+++ Task data +++

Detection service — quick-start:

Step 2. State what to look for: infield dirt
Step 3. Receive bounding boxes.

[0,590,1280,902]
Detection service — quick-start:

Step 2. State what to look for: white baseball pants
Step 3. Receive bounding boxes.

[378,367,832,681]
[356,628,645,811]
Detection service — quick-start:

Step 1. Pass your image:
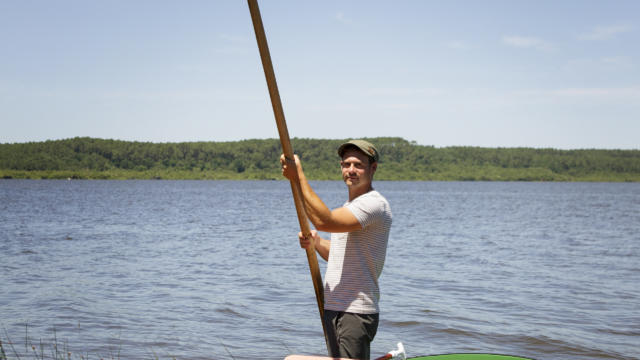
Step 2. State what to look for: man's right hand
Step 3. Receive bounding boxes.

[298,230,319,249]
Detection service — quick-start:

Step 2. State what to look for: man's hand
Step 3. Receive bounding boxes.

[280,154,302,180]
[298,230,320,249]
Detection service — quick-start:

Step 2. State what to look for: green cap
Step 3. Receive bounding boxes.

[338,140,380,162]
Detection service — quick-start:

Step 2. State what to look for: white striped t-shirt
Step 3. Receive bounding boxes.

[324,190,392,314]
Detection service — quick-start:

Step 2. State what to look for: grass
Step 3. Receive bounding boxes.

[0,325,175,360]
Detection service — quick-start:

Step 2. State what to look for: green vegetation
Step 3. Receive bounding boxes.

[0,137,640,181]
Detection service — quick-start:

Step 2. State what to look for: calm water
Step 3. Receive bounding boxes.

[0,180,640,359]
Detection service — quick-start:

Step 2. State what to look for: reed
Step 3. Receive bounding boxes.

[0,325,176,360]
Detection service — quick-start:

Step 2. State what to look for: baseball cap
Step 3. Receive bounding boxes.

[338,140,380,162]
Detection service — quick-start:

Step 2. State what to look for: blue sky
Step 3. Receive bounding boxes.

[0,0,640,149]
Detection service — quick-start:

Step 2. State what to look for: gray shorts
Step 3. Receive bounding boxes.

[324,309,379,360]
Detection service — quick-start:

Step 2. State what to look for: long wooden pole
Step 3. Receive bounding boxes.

[247,0,327,341]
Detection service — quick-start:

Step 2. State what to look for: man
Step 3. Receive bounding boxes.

[280,140,392,359]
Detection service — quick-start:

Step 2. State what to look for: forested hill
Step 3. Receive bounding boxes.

[0,137,640,181]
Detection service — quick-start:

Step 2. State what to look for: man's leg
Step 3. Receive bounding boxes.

[325,310,379,359]
[323,309,343,358]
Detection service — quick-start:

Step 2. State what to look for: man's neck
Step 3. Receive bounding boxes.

[349,184,373,201]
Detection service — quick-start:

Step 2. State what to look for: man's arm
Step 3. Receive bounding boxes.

[280,155,362,232]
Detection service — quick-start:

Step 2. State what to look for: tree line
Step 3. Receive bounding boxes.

[0,137,640,181]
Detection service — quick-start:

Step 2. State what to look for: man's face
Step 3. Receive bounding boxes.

[340,149,378,188]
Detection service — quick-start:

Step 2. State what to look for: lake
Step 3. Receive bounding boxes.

[0,180,640,359]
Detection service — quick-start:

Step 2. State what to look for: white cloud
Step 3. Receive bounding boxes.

[447,41,470,50]
[550,86,640,100]
[579,25,633,40]
[502,35,551,50]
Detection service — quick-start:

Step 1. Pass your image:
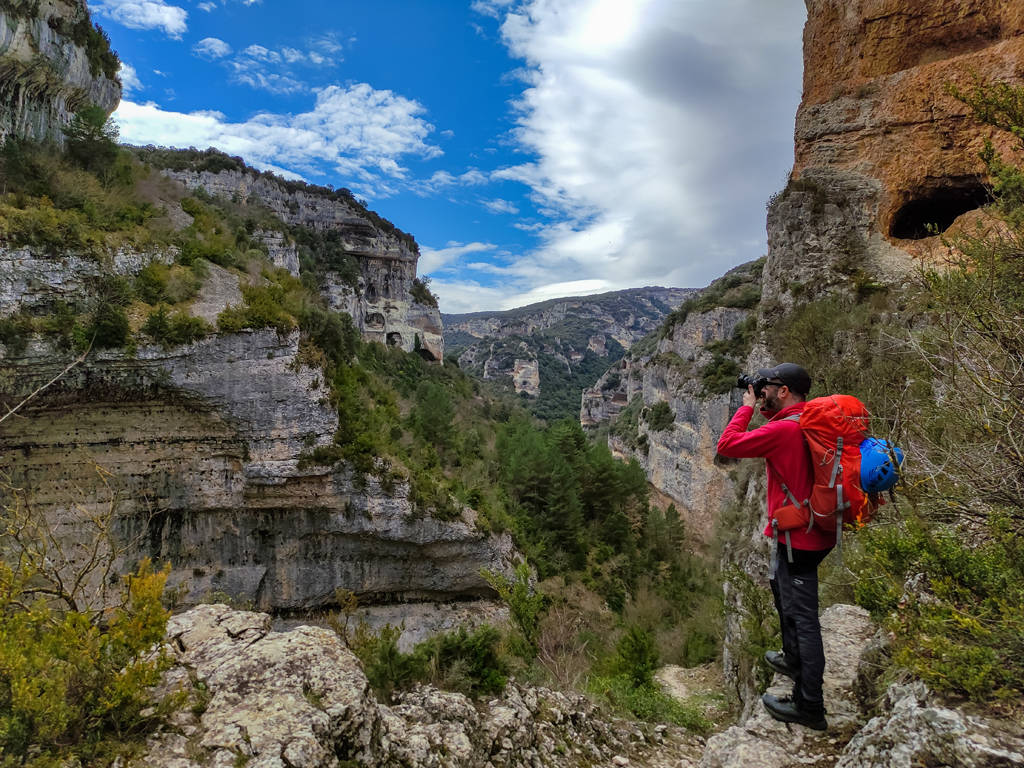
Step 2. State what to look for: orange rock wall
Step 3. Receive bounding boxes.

[794,0,1024,239]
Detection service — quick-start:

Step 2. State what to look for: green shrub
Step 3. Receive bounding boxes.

[587,675,712,733]
[413,625,508,696]
[0,313,34,355]
[481,562,549,659]
[613,625,658,687]
[217,283,298,335]
[644,400,676,432]
[348,622,507,701]
[0,563,167,768]
[855,518,1024,701]
[63,105,119,177]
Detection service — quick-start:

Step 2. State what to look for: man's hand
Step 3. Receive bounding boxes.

[743,384,758,408]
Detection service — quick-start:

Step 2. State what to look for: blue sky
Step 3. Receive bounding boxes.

[101,0,805,312]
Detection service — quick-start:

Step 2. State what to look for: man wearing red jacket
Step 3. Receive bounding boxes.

[718,362,836,730]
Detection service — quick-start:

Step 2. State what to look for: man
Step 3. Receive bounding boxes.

[718,362,836,730]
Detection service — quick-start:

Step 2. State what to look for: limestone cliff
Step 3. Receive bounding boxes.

[582,0,1024,729]
[164,169,444,360]
[0,237,513,629]
[140,605,1024,768]
[0,0,121,141]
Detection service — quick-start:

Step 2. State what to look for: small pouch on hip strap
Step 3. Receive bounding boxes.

[774,504,811,530]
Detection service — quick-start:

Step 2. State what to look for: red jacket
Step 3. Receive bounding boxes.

[718,402,836,550]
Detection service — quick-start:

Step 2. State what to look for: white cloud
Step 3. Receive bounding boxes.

[90,0,188,39]
[205,35,343,93]
[430,278,506,313]
[242,45,281,62]
[470,0,515,18]
[193,37,231,58]
[480,198,519,215]
[114,83,442,197]
[118,61,143,93]
[199,0,262,8]
[472,0,805,308]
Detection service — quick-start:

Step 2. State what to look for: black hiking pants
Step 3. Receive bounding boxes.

[771,546,831,712]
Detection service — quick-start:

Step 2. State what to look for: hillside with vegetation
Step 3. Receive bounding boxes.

[441,287,693,422]
[0,123,718,766]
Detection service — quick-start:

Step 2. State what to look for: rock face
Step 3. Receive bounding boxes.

[700,605,874,768]
[0,249,514,618]
[836,682,1024,768]
[0,331,514,611]
[164,170,444,360]
[140,605,699,768]
[765,0,1024,308]
[0,0,121,141]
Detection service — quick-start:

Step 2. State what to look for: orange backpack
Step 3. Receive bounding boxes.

[800,394,882,531]
[773,394,884,560]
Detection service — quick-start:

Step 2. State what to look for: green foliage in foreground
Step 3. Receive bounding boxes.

[587,675,712,733]
[483,562,548,660]
[0,563,173,768]
[346,624,508,701]
[749,78,1024,705]
[856,519,1024,701]
[587,626,711,733]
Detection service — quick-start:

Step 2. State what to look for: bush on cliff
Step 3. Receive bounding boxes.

[0,478,177,768]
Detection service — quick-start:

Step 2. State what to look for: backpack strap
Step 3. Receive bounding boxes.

[828,437,843,488]
[768,518,778,579]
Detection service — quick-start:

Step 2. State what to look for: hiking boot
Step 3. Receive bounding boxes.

[765,650,800,680]
[761,693,828,731]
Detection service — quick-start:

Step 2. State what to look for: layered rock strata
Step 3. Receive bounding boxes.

[443,288,693,354]
[0,331,513,612]
[164,170,444,360]
[0,0,121,141]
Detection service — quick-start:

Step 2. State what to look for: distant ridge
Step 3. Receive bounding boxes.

[441,286,698,325]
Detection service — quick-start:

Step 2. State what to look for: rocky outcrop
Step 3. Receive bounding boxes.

[164,170,444,360]
[512,360,541,397]
[836,682,1024,768]
[0,243,503,622]
[0,0,121,141]
[442,288,693,411]
[140,605,700,768]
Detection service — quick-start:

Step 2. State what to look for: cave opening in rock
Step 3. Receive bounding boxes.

[889,179,991,240]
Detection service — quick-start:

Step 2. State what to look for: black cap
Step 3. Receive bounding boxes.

[758,362,811,394]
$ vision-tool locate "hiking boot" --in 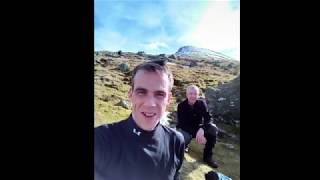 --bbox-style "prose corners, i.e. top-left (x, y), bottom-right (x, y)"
top-left (203, 158), bottom-right (218, 168)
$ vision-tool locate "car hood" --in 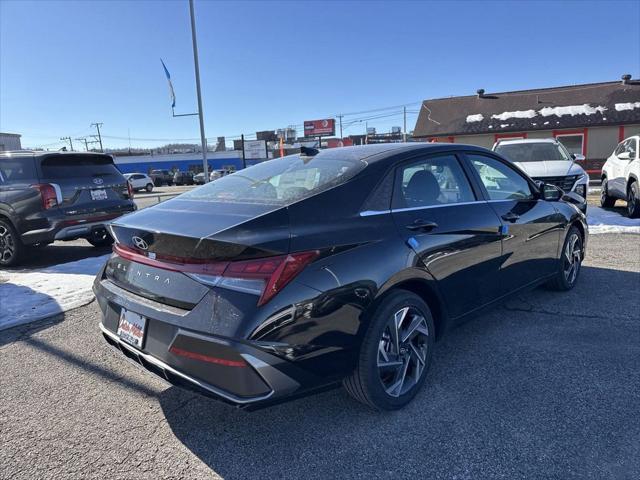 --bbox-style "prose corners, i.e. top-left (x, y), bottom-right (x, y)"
top-left (513, 160), bottom-right (585, 177)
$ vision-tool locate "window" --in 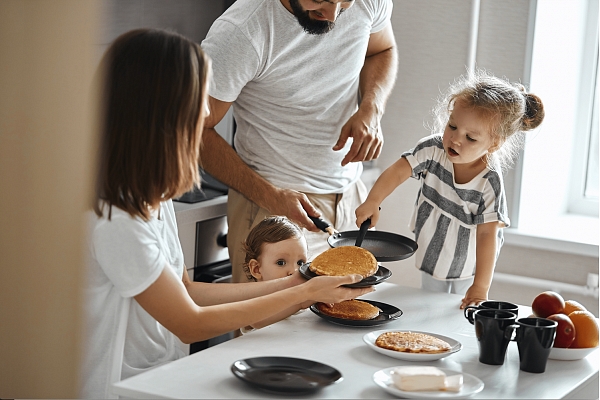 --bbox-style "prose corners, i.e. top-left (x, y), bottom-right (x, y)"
top-left (507, 0), bottom-right (599, 257)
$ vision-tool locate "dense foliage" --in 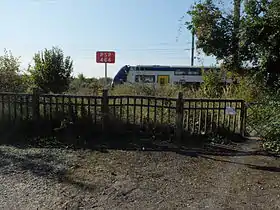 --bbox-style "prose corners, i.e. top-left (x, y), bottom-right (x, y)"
top-left (29, 47), bottom-right (73, 93)
top-left (186, 0), bottom-right (280, 86)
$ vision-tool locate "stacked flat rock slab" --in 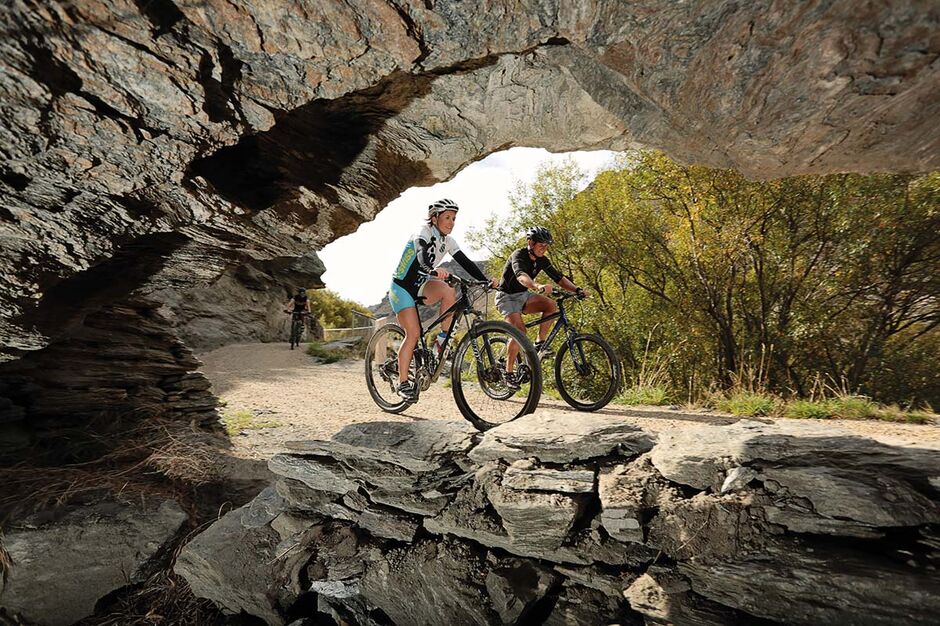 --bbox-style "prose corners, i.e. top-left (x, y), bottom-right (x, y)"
top-left (0, 499), bottom-right (187, 626)
top-left (177, 411), bottom-right (940, 625)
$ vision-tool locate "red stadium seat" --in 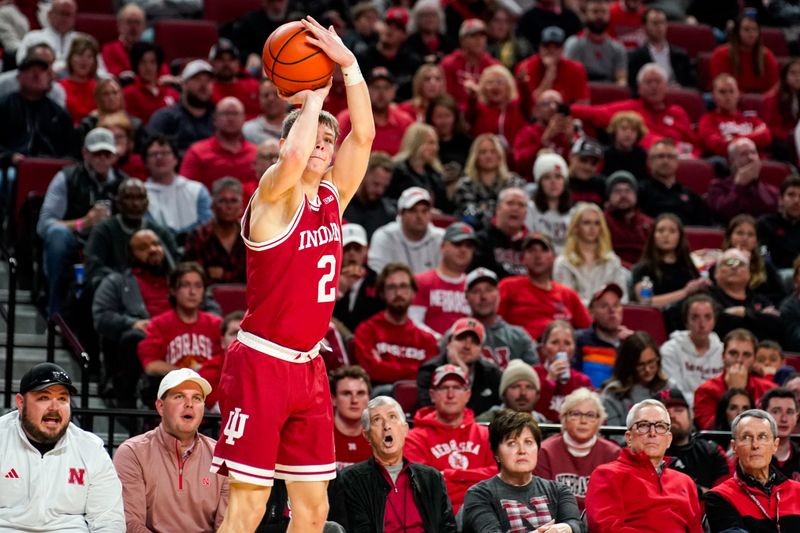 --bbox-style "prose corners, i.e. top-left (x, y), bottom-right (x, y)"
top-left (677, 159), bottom-right (716, 196)
top-left (684, 226), bottom-right (725, 251)
top-left (154, 20), bottom-right (218, 62)
top-left (666, 87), bottom-right (706, 124)
top-left (622, 304), bottom-right (667, 346)
top-left (75, 13), bottom-right (119, 46)
top-left (589, 81), bottom-right (631, 105)
top-left (667, 22), bottom-right (717, 58)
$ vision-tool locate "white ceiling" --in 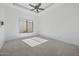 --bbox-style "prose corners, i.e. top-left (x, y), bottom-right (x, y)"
top-left (14, 3), bottom-right (54, 12)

+++

Lay out the material as a JSON list of strings, one per line and with blank lines omitted. Start at the first line and go through the line containing "[356,628,645,811]", including both ends.

[
  "Detection service — quick-start:",
  "Step 2. State what to look for: infield dirt",
  "Step 3. Receive bounding boxes.",
  "[0,590,1280,902]",
  "Detection service — quick-start:",
  "Step 2. State what to look for: white baseball pants",
  "Step 3. Receive bounding boxes.",
  "[378,367,832,681]",
  "[356,628,645,811]"
]